#### [DATA SUPPLIED]
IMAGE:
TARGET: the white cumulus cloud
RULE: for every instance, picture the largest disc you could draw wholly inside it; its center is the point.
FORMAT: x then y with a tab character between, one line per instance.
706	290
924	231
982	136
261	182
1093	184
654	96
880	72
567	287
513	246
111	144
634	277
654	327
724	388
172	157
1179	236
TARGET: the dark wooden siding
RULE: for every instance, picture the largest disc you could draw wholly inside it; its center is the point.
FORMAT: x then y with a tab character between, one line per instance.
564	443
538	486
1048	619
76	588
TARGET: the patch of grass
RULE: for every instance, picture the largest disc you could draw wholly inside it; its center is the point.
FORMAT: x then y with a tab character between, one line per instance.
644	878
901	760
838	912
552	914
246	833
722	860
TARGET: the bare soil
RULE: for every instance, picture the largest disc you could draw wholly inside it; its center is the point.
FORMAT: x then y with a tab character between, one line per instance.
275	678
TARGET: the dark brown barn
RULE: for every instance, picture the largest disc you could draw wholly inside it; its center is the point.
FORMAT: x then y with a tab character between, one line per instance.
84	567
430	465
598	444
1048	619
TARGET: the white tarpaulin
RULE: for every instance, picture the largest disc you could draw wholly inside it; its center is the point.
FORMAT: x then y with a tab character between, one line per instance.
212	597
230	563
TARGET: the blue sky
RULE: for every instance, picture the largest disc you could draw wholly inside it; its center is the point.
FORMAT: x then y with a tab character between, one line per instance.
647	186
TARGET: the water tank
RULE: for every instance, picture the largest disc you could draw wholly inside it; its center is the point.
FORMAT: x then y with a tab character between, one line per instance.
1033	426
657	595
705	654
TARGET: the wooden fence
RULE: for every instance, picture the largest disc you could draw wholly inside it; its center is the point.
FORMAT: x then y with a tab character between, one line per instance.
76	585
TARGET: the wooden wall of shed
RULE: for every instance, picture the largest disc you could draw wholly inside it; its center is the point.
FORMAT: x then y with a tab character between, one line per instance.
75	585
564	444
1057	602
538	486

#### [EXERCISE GOAL]
Copy all of the rows above word for word, keeping every line in its original order.

#### [ANSWER TO THE TASK]
IMAGE:
TARGET: the white cumulus cloud
RULE: for every instance, picture the largest disc you could draw wholly inside it; its center is the point.
FORMAT: x then y with a tab character between, one line per instance.
706	290
924	231
982	136
261	182
1093	184
654	96
880	72
567	287
513	246
111	144
634	277
654	327
724	388
172	157
1179	236
TARGET: the dark wooden siding
RULE: for every instance, picture the largest disc you could draw wholly inside it; its center is the point.
FORMAT: x then y with a tab character between, one line per instance.
564	443
538	486
1048	619
76	588
TARGET: the patch of grass
RULE: for every instance, picture the largest disc you could draw wholly inside it; its center is the point.
FORMAT: x then y with a tab character between, one line per instance.
644	878
901	760
838	912
552	914
246	833
722	860
TARGET: the bare soil
RULE: for every instance, picture the largest disc you could draw wholly inside it; its center is the point.
FORMAT: x then y with a tab character between, one line per instance.
275	678
TARGET: the dark brown barn
RULE: for every instance, picture the largest disc you could draw wholly inside it; its center is the point.
FORMAT: x then y with a tab character between, one line per instance.
84	567
430	465
598	444
1048	619
TARGET: the white tarpaulin
RULE: for every instance, picture the largest disc you could draw wholly inside it; its center is the point.
FORMAT: x then y with a tab character between, one line per instance.
212	597
230	563
TARGET: the blue sky
RULE: for every instance, picture the largest disc you could draw wholly inside it; its center is the point.
FORMAT: x then y with a tab character between, one line per instance.
647	186
TARGET: the water tank
RULE: for every instance, picture the largest disc you could draw wholly inside it; its center is the point.
FORMAT: x then y with a tab character between, one line per instance.
1033	426
657	595
705	654
TARGET: the wooden fence
RULE: for every instance, picture the largest disc you could draw wholly inside it; its center is the point.
FORMAT: x then y with a tab character between, one line per instance.
76	585
TARGET: the wooden wall of shed
RULE: for every instance, picture the largest disc you could draw wholly inside it; its center is the point.
FORMAT: x then y with a tab character between, one line per instance.
75	585
564	444
1057	602
538	486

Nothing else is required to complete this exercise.